(Beginning of SELECTED TEXT)
Drug Charges in Colorado
Have you been accused of a drug crime in Colorado? A conviction could slam you with harsh penalties, including thousands of dollars in fines and years in prison. Even comparatively minor drug misdemeanors can bring heavy fines and extensive incarceration. Do not take chances with your future when the punishments can be so steep.
Call (303) 861-2800 now to connect with a Denver drug crime attorney from Springer & Steinberg, P.C.. From our office, we represent clients in all corners of Colorado and who are facing some of the most severe drug crime charges on the books.
Why should you choose our Denver drug crime lawyers?
- 40+ years of collective legal experience
- Impressive history of case results
- Ability to take cases to trial
- Featured frequently by major newsgroups
Types of Drug Charges in Colorado
You can be charged with a variety of different drug crime charges, depending on the details of what you allegedly did. Does that mean you need a variety of law firms to defend you from the charges? Not if you come to Springer & Steinberg, P.C. We are well-versed in all sorts of drug crime laws set by both Colorado and federal law.
(End of SELECTED TEXT)
(Beginning of DATA RECORDS)
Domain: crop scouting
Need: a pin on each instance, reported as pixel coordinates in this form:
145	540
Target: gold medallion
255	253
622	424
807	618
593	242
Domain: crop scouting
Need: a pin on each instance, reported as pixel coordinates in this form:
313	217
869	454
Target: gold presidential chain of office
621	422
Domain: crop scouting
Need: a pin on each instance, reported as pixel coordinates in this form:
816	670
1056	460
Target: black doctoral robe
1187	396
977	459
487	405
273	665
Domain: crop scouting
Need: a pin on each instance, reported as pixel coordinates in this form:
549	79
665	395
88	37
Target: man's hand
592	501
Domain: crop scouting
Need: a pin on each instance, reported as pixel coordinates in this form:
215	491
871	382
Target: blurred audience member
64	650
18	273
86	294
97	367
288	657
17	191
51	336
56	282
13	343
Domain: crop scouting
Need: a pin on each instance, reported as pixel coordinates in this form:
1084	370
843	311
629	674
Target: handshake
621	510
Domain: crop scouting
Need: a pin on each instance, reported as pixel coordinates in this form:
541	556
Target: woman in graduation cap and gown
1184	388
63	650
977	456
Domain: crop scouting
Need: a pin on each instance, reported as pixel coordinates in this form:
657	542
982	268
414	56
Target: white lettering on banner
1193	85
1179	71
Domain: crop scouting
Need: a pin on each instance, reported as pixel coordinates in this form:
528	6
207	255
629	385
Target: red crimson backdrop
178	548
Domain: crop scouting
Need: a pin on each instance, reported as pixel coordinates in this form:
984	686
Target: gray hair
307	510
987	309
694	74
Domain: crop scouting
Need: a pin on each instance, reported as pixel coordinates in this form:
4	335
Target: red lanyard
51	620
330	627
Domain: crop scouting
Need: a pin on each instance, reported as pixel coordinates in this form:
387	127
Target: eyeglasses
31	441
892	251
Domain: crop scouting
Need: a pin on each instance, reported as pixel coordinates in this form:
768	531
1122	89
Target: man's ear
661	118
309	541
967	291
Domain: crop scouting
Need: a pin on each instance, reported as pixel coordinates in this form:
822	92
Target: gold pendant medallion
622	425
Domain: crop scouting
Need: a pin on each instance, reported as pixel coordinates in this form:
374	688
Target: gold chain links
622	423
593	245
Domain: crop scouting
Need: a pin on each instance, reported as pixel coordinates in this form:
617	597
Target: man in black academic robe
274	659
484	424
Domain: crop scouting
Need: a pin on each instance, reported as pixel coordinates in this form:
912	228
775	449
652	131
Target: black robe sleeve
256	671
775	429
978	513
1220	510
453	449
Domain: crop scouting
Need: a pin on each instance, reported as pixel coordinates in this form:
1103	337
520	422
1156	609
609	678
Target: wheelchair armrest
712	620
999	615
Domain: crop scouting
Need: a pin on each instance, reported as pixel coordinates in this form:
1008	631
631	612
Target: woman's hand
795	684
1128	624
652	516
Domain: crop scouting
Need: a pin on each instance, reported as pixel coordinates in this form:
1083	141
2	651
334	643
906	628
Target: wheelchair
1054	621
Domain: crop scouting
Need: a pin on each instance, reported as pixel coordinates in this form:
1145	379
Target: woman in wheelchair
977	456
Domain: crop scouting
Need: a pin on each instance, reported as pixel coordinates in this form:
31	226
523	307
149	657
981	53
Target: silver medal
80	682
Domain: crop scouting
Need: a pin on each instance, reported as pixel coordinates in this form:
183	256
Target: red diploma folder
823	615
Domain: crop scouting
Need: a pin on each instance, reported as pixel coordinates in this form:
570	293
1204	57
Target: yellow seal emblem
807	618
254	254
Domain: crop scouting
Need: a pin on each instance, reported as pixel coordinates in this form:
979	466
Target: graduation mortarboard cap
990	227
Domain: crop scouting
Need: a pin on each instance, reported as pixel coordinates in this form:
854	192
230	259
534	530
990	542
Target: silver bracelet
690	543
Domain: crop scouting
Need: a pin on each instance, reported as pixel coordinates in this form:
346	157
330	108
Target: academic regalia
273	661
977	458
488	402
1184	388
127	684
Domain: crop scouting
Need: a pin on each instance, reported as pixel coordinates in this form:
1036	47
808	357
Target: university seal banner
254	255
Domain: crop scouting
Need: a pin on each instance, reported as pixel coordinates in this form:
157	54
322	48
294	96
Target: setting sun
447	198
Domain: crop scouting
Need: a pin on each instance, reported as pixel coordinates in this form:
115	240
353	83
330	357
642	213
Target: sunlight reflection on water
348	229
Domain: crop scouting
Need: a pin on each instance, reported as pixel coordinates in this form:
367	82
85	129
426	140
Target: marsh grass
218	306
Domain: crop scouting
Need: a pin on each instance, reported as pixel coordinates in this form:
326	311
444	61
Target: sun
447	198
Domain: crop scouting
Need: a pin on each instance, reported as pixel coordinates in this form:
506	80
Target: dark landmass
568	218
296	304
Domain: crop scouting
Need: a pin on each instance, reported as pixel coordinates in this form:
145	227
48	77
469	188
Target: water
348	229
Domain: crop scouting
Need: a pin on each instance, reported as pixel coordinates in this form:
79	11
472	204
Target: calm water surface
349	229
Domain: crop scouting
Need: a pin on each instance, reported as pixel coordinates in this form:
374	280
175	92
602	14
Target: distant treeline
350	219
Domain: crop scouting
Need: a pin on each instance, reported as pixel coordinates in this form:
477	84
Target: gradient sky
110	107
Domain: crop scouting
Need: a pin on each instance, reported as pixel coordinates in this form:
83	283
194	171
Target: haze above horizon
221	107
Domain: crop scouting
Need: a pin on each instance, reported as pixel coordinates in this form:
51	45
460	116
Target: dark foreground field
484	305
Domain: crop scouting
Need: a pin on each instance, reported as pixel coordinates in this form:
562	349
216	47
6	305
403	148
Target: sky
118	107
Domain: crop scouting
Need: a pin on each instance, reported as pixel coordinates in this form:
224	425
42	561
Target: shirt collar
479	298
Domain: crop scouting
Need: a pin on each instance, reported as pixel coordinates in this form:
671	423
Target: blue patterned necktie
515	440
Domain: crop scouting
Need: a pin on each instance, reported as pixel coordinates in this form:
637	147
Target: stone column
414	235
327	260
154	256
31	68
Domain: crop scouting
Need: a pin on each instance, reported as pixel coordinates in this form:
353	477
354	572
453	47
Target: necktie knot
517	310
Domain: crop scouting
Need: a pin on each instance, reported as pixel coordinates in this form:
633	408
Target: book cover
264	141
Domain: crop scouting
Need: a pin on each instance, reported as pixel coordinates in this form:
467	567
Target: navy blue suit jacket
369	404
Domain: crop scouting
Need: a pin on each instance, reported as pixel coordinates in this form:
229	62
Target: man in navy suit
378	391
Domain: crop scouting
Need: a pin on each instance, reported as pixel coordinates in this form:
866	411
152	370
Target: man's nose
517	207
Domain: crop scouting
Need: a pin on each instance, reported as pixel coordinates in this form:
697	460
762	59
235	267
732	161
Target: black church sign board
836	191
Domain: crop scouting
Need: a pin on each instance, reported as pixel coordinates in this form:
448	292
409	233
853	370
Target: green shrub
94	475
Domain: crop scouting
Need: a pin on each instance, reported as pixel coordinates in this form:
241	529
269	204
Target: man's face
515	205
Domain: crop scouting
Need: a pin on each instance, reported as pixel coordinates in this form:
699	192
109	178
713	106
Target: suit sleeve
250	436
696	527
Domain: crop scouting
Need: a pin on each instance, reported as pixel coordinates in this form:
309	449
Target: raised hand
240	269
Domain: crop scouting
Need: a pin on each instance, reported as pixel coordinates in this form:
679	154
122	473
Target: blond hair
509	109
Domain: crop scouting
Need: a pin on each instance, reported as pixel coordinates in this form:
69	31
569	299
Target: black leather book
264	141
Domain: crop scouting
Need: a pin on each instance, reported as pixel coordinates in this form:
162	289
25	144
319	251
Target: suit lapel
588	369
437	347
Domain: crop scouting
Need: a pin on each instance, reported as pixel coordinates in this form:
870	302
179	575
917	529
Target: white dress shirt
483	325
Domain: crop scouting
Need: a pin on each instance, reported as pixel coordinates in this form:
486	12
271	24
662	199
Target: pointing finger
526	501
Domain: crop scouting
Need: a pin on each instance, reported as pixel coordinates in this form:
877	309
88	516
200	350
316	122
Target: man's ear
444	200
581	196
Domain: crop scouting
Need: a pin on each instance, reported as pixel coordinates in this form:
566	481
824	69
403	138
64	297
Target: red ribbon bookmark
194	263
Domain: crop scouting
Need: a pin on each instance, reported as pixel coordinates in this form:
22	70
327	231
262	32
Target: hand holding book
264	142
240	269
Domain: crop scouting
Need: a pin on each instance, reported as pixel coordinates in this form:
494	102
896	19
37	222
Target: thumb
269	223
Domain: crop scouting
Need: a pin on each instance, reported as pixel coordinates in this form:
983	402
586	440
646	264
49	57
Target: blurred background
(End of DATA RECORDS)
• STUDY QUESTIONS:
1 - On the Colorado drug charges page, how much collective legal experience does the firm list?
2 - Please pick up the Colorado drug charges page after its last sentence and keep writing it in the same style.
The data stands apart from the Colorado drug charges page.

• RESPONSES PER TASK:
1 - More than 40 years (40+ years).

2 -
To name only a few examples of drug crimes:
- Possession: If you have an illegal substance, drug, or narcotic on your person, you can be charged with possession. You can also be charged with possession if an illegal substance is found in an area you own or control, like your bedroom or the back of your vehicle.
- Possession with the intent to distribute: If you are found with a large amount of an illegal substance in your possession, then the district attorney can charge you with possession with the intent to distribute. Basically, your charges are escalated because it is assumed you had too large an amount of drugs for a single person to use on their own.
- Possession of drug paraphernalia: It is also illegal to own any paraphernalia or products designed to use an illegal narcotic.
- Trafficking: Moving, transporting, or distributing drugs to others can be considered drug trafficking. The larger the amount of drugs moved or if the transportation of them crossed county or state lines, the charge’s severity can escalate.
- Manufacturing: Any effort to create an illegal substance or replicate a legal substance like a prescription drug is manufacturing. Cultivating marijuana illegally can also be interpreted as a drug manufacturing crime.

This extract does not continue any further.